— begin GIVEN INFORMATION —

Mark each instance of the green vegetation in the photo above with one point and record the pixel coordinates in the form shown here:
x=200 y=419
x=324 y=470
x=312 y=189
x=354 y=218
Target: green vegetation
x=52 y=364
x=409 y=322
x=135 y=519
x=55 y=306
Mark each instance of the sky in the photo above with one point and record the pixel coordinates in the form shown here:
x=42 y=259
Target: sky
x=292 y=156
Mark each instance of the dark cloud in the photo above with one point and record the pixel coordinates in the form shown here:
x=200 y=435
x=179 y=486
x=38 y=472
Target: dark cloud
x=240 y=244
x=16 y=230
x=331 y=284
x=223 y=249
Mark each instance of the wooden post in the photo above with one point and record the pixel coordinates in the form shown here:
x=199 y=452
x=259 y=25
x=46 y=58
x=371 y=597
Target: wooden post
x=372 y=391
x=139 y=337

— end GIVEN INFORMATION —

### SET EXERCISE:
Reproduce all of the rows above word for word, keeping their order and changing nothing.

### TASK ANSWER:
Mark each instance of the green vegetation in the photo above with one point and record the pixel coordinates in the form shown here:
x=200 y=419
x=324 y=470
x=312 y=189
x=354 y=218
Target: green vegetation
x=52 y=364
x=409 y=322
x=135 y=519
x=55 y=306
Mark each instance of the sky in the photo above with one point and record the pixel coordinates in the form shown here:
x=42 y=259
Target: sky
x=292 y=156
Mark each instance of the dark cloud in the photo above with one point and record the pixel coordinates in the form shown here:
x=200 y=435
x=179 y=486
x=38 y=472
Target: dark cloud
x=240 y=244
x=16 y=230
x=331 y=284
x=223 y=249
Mark each instance of the wooden post in the photo above with one point and record the pixel coordinates in the form shown here:
x=199 y=452
x=259 y=25
x=46 y=58
x=371 y=597
Target: wooden post
x=372 y=391
x=139 y=337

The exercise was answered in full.